Recorded data
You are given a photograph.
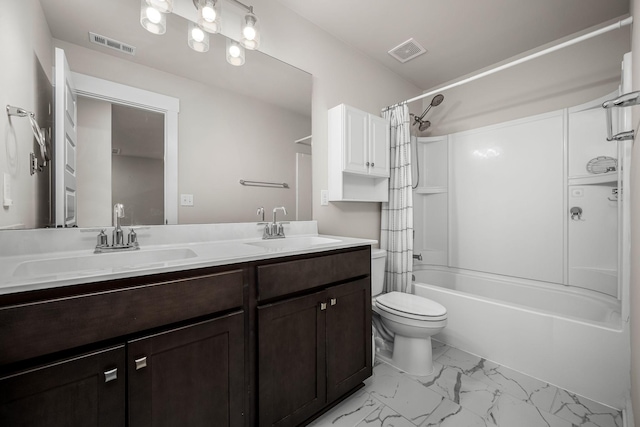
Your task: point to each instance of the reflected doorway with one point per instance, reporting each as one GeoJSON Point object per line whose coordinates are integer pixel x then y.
{"type": "Point", "coordinates": [120, 160]}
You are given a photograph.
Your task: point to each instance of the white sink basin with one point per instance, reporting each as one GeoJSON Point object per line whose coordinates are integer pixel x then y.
{"type": "Point", "coordinates": [100, 262]}
{"type": "Point", "coordinates": [294, 242]}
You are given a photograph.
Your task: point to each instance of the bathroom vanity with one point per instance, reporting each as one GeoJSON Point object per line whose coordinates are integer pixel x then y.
{"type": "Point", "coordinates": [272, 339]}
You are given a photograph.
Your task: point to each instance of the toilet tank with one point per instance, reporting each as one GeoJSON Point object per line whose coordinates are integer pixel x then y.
{"type": "Point", "coordinates": [378, 260]}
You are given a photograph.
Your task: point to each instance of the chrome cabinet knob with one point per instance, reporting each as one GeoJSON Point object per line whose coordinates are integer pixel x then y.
{"type": "Point", "coordinates": [111, 375]}
{"type": "Point", "coordinates": [141, 363]}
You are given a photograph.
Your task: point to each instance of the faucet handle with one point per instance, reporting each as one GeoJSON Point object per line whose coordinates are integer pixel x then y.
{"type": "Point", "coordinates": [132, 238]}
{"type": "Point", "coordinates": [102, 239]}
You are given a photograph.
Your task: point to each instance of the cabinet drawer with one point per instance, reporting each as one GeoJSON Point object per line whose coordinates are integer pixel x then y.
{"type": "Point", "coordinates": [39, 328]}
{"type": "Point", "coordinates": [284, 278]}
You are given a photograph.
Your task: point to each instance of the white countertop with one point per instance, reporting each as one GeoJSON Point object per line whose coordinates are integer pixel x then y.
{"type": "Point", "coordinates": [40, 259]}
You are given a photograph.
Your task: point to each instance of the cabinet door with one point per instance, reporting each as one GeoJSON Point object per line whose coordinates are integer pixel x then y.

# [ASSIGNED TASK]
Give the data again exactly as written, with no pictures included.

# [RESPONSE]
You are given a photograph.
Your task: point to each instance of the reflected doorway with one point per instance, reporting each as one GeoJSON Point object per line whose coordinates are integer pixel x then y.
{"type": "Point", "coordinates": [120, 160]}
You are given a photograph.
Your task: point to each instance of the white sink basin with one point per instance, reporting each as one GeoJSON Point object per line whose coordinates are integer pixel x then y.
{"type": "Point", "coordinates": [100, 262]}
{"type": "Point", "coordinates": [294, 242]}
You are given a photograph.
Your task: point to each instance of the bathroom vanity with one point per instance, reporting each as one GeoJSON Point object per line whose coordinates are integer pixel x then y.
{"type": "Point", "coordinates": [272, 339]}
You are given a photograph.
Your task: point to each instance of the toilet tank with one point per instance, reporting each as one GeoJSON Point object per line whose coordinates are integer pixel x then y.
{"type": "Point", "coordinates": [378, 260]}
You are given a photograph.
Your task: point to each instance of the chrome cabinet knob with one point per instance, reporting each as one GeoJSON Point object per line whose coordinates are integer pixel x then y.
{"type": "Point", "coordinates": [111, 375]}
{"type": "Point", "coordinates": [141, 363]}
You are given a photograph.
Your task: point to each instance of the faucet handle with one point per instance, reporting each as one GeoJSON Point object per line whose coordinates are integer pixel x then y.
{"type": "Point", "coordinates": [132, 238]}
{"type": "Point", "coordinates": [102, 239]}
You are given a photograph.
Your task: point to each instance of the cabinet drawer with one point per instance, reporting each as one GeoJSON Point object per line whose coordinates are integer pixel x then y.
{"type": "Point", "coordinates": [39, 328]}
{"type": "Point", "coordinates": [284, 278]}
You are given a photograph.
Your task: point to each instance of the white countertop with one point per instance, reporting each as one GeoJSON Point object per line whose coordinates are integer pixel x then y.
{"type": "Point", "coordinates": [40, 259]}
You are given a photograph.
Your task: point to each instance of the cabinet door with one point per instance, reporting each as one GeoJSON Point object per line whose coordinates are integer pixel x then y.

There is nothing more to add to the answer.